Segment Start: RECORDS

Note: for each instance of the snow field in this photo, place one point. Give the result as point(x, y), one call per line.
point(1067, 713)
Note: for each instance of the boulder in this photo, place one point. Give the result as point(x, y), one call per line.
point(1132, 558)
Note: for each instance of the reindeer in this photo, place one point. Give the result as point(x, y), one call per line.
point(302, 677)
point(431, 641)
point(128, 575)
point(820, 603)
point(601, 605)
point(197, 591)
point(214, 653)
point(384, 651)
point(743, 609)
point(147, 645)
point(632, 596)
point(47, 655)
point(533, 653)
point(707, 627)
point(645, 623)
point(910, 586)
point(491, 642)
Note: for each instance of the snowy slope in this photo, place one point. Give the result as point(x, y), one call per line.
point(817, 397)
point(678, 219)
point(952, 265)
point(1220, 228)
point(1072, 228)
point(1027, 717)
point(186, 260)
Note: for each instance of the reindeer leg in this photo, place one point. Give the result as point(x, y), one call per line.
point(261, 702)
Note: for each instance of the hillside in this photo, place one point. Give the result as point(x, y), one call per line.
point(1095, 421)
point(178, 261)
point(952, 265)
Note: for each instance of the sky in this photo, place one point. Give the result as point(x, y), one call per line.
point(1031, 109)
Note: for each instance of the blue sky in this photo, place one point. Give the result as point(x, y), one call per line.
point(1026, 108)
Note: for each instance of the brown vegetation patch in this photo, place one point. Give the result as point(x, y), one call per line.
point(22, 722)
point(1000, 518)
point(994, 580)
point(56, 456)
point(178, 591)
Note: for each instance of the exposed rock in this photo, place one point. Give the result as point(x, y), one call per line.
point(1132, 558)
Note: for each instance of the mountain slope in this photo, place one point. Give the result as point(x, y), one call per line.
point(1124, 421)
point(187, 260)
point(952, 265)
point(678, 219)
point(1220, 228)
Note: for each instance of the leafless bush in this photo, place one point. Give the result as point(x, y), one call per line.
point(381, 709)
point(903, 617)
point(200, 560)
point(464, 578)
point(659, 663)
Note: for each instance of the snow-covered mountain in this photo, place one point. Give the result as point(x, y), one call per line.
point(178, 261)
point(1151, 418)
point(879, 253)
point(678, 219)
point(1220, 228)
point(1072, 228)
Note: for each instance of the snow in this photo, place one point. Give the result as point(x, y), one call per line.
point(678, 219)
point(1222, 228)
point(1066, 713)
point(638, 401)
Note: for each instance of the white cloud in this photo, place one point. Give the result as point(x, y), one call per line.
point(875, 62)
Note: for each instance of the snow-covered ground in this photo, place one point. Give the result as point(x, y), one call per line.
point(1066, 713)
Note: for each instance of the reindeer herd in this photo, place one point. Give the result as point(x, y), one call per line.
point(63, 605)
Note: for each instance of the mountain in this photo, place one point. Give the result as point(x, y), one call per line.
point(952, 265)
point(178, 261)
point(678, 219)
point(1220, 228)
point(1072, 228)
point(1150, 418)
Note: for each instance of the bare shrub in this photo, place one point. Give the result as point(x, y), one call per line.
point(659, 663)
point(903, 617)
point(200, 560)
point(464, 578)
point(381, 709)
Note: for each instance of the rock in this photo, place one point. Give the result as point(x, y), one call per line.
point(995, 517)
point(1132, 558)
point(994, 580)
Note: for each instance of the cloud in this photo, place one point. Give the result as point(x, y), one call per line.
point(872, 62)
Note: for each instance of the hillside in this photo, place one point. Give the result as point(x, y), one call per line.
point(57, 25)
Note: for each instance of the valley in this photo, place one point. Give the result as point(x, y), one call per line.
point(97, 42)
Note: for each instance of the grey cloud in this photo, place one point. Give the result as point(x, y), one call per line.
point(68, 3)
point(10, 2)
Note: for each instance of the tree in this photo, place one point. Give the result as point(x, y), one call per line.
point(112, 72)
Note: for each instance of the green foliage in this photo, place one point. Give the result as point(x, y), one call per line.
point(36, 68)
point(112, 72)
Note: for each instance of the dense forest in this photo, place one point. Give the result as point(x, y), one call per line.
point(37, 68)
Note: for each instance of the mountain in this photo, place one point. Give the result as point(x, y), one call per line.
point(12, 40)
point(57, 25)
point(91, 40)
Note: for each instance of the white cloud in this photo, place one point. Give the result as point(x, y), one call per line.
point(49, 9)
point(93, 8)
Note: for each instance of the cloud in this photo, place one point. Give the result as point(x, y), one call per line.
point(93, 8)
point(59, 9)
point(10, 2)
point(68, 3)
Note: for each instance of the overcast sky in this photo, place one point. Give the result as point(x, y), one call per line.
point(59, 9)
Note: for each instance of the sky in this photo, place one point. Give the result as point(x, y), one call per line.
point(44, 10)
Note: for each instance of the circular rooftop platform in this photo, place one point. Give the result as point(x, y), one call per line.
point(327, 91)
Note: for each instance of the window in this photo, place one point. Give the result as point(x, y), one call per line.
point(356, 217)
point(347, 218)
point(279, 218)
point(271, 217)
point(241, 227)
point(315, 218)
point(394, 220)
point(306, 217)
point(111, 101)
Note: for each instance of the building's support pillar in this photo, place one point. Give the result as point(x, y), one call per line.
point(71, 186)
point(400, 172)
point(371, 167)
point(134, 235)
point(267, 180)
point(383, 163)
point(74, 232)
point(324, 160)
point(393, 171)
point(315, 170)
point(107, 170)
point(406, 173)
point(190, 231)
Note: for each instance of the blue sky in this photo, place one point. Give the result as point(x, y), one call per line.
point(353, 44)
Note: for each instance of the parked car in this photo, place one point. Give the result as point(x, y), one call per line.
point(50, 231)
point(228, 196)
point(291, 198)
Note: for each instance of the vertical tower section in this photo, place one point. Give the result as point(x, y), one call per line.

Segment End: RECORDS

# [GOAL OF THE EXERCISE]
Output the entire data exactly, line for line.

# [OUTPUT FOR THIS TASK]
Note: for each instance of the snow field in this photo, place one point. Give the result as point(x, y), one call per line.
point(1067, 713)
Note: for each instance of the boulder in this photo, place one point. Give the result as point(x, y), one call per line.
point(1132, 558)
Note: for each instance of the reindeer in this photo, place one point. Give the result as point(x, y), one call per line.
point(302, 677)
point(431, 641)
point(128, 575)
point(820, 603)
point(601, 605)
point(197, 591)
point(214, 653)
point(384, 651)
point(743, 609)
point(147, 645)
point(632, 596)
point(47, 655)
point(533, 653)
point(707, 627)
point(645, 623)
point(910, 586)
point(491, 642)
Note: for each instance of the snowy slope in this photo, place one point. Give the result as point(x, y), one call per line.
point(817, 397)
point(678, 219)
point(952, 265)
point(1220, 228)
point(1072, 228)
point(1027, 717)
point(186, 260)
Note: for each instance of the reindeer leg in this photo, place one point. Give the result as point(x, y), one call per line.
point(261, 702)
Note: for each instance of the hillside in this photo, place one point. Give the result as point(x, y), one call per line.
point(1095, 421)
point(178, 261)
point(952, 265)
Note: for each instance of the sky in this photo, place one point. Give the result as point(x, y), one call per line.
point(1031, 109)
Note: for each instance of the blue sky in this photo, place one point. Give the result as point(x, y), one call per line.
point(1026, 108)
Note: for each instance of the brown vegetation patch in this photo, place one point. Give the result as point(x, y), one call per line.
point(22, 722)
point(1000, 518)
point(994, 580)
point(56, 456)
point(178, 591)
Note: for each instance of the exposed rock in this photo, place one point. Give the result as point(x, y), one call per line.
point(1132, 558)
Note: for each instance of the mountain slope in this photo, place one point. Give the result as point(x, y), one call per line.
point(1124, 421)
point(187, 260)
point(952, 265)
point(678, 219)
point(1220, 228)
Note: for each instance of the leafless bush in this photo, place one point. Give the result as point(x, y), one call per line.
point(381, 709)
point(903, 617)
point(200, 560)
point(464, 578)
point(659, 663)
Note: for each instance of the snow-covered mountain in this photo, place one point. Give the result as point(x, y), one call per line.
point(178, 261)
point(1151, 418)
point(879, 253)
point(678, 219)
point(1220, 228)
point(1072, 228)
Note: for each instance of the snow in this photo, place one point. Give the result as point(x, y), one call per line.
point(678, 219)
point(1222, 228)
point(1066, 713)
point(638, 401)
Note: for each instance of the white cloud in this photo, place one point. Give the result as point(x, y), one call per line.
point(875, 62)
Note: for each instance of the snow-covered ground in this photo, place one point. Give the result as point(x, y), one call per line.
point(1066, 713)
Note: for each instance of the reindeer herd in this photo, place one point. Give the result as point(x, y), one call per line.
point(63, 605)
Note: for each instance of the mountain in this photo, place one point. Give the result as point(x, y), one call per line.
point(952, 265)
point(178, 261)
point(678, 219)
point(1220, 228)
point(1072, 228)
point(1150, 418)
Note: for each instance of the bare shrub in this photo, place one point. Give the result as point(x, y), one call per line.
point(659, 663)
point(903, 617)
point(200, 560)
point(464, 578)
point(381, 709)
Note: for each instance of the rock in this photo, place one point. Give the result as point(x, y), one call per line.
point(995, 517)
point(1132, 558)
point(994, 580)
Note: for each instance of the cloud in this photo, place one point. Give the result as point(x, y), one call per line.
point(872, 62)
Note: for each instance of the hillside in this photo, place one point. Give the result as point(x, y), one call per line.
point(57, 25)
Note: for each instance of the valley in this photo, place one point. Give the result as point(x, y), one call per line.
point(97, 42)
Note: for each instance of the grey cloud in this photo, place one point. Give the result as point(x, y), one call per line.
point(68, 3)
point(10, 2)
Note: for each instance of the tree in this photo, place one point. Give the result as point(x, y), one call per line.
point(112, 72)
Note: for each instance of the green foliage in this photo, place one point. Give the result as point(x, y), one call per line.
point(36, 68)
point(112, 72)
Note: for each instance of the dense forest in this photo, place one point. Give the result as point(x, y), one call per line.
point(37, 68)
Note: for each instance of the mountain in this photo, place one point. Give the result as point(x, y), one call per line.
point(12, 40)
point(57, 25)
point(91, 40)
Note: for each instance of the white cloud in this photo, place one point. Give the result as point(x, y), one call per line.
point(49, 9)
point(93, 8)
Note: for each instance of the cloud in this photo, place one point. Give the result as point(x, y), one call per line.
point(93, 8)
point(59, 9)
point(10, 2)
point(68, 3)
Note: for each instance of the overcast sky in this photo, place one point. Give the result as point(x, y), one call per line.
point(59, 9)
Note: for each instance of the sky in this photo, place one point. Give the result as point(x, y), one call per line.
point(44, 10)
Note: for each instance of the circular rooftop platform in this photo, place one point. Give the result as point(x, y), one call per line.
point(327, 91)
Note: for each instance of the window in this photo, place one point. Give the result as point(x, y), one call per line.
point(356, 217)
point(347, 218)
point(279, 218)
point(271, 217)
point(241, 227)
point(315, 218)
point(394, 220)
point(306, 217)
point(111, 101)
Note: for each instance of the building's support pillar in this photo, place one point. Give the result as point(x, y), one call per line.
point(71, 186)
point(400, 172)
point(371, 167)
point(134, 235)
point(267, 180)
point(383, 163)
point(74, 232)
point(324, 160)
point(393, 171)
point(315, 170)
point(107, 170)
point(406, 173)
point(190, 231)
Note: for each instance of the blue sky in this photo, place one point. Give the result as point(x, y), one call per line.
point(353, 44)
Note: for each instance of the parked car in this photo, place one point. Give the result as point(x, y), one call per line.
point(50, 231)
point(228, 196)
point(291, 198)
Note: for each instance of the vertical tower section in this photo, place one point. Give the result as point(x, y), one call per line.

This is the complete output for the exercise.